▶ **Objetivo proposto A**: Reproduza integralmente todas as linhas das entradas abaixo, somando -103 a cada coordenada x e y das respostas.

▶ **Texto**:
O Superior Tribunal de Justiça aplicou o princípio da insignificância pelo então presidente da casa, Ministro Nilson Naves, para conceder uma liminar em habeas corpus em favor de C. da S., condenado a pena de dois anos de reclusão, em regime aberto, e ao pagamento de 10 dias-multa pelo furto de um boné, avaliado em R$10,00 (dez reais).

A defesa alegou tratar-se de crime de bagatela, ante o ínfimo valor do bem subtraído, afirmando que não houve qualquer repercussão no patrimônio subtraído da vítima, que teve a res furtiva restituída, sendo a conduta do réu insignificante para o Direito Penal, não se justificando o reconhecimento do delito nem da imposição de pena.

O STJ suspendeu o cumprimento do mandado de prisão expedido pelo juízo da Comarca de Nova Andradina/MS, até o julgamento da ação pela 5ª Turma do Superior Tribunal de Justiça.

O doutrinador Luis Flávio Gomes esclarece que atualmente existem duas correntes jurisprudenciais:

A jurisprudência dominante reconhece o princípio da insignificância através de critérios objetivos, analisando apenas o desvalor do resultado ou desvalor da ação, sendo estes capazes de aferir o grau da lesão ou ameaça de lesão grave, verificando que seja ínfima a conduta do agente ou penalmente irrelevante para a produção do resultado, aplicaria o princípio da insignificância, afastando a tipicidade material do crime.

A linha jurisprudencial mais correta (a última) reconhece o princípio da insignificância levando em conta (unicamente) o desvalor do resultado ou o desvalor da ação, é dizer, é suficiente (para atipicidade) que o nível da lesão (ao bem jurídico) ou do perigo concreto verificado seja ínfimo ou ainda que a conduta do agente não tenha tido relevância “penal” (séria) para a produção do resultado. Cuidando, ao contrário, de ataque intolerável ou de conduta relevante o fato é típico (e, portanto, punível). (GOMES, 2013, p. 40/41).

▶ **Informações fornecidas**:
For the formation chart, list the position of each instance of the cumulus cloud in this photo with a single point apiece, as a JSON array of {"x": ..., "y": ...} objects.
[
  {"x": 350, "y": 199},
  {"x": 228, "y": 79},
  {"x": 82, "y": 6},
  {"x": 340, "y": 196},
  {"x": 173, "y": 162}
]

▶ **Objetivo proposto B**: Dê sequência ao texto acima sobre o princípio da insignificância, começando logo após a sua última frase.

▶ **Resultado do exercício A**:
For the formation chart, list the position of each instance of the cumulus cloud in this photo with a single point apiece, as a JSON array of {"x": ..., "y": ...} objects.
[
  {"x": 247, "y": 96},
  {"x": 125, "y": -24},
  {"x": -21, "y": -97},
  {"x": 237, "y": 93},
  {"x": 70, "y": 59}
]

▶ **Resultado do exercício B**:
A outra corrente jurisprudencial entende que para aplicação do princípio da insignificância, os critérios, desvalor do resultado, desvalor da ação e desvalor da culpabilidade, têm que serem cumulativos

Há uma outra corrente jurisprudencial (cada vez mais recorrente) que, para o reconhecimento da infração bagatelar, acentua, ademais, a imprescindibilidade de outras exigências: o fato é penalmente irrelevante  quando são insignificantes (cumulativamente) não só o desvalor do resultado, senão o desvalor da ação bem como o desvalor da culpabilidade do agente (isto é: quando todas as circunstâncias judiciais – culpabilidade, antecedentes, conduta social, personalidade, motivos do crime, conseqüências, circunstâncias etc – sejam favoráveis). (GOMES, 2013, p. 41)

Como já demonstrado, para aplicação do princípio da insignificância tem que ser apreciado apenas o desvalor do resultado e o desvalor da ação (critérios objetivos), a corrente jurisprudencial que entende serem cumulativos os critérios acima mencionados, acrescentando o desvalor da culpabilidade do agente, equivocadamente adentram aos critérios subjetivos típicos da reprovação da conduta humana, confundido o princípio da insignificância com o princípio da irrelevância do fato penal.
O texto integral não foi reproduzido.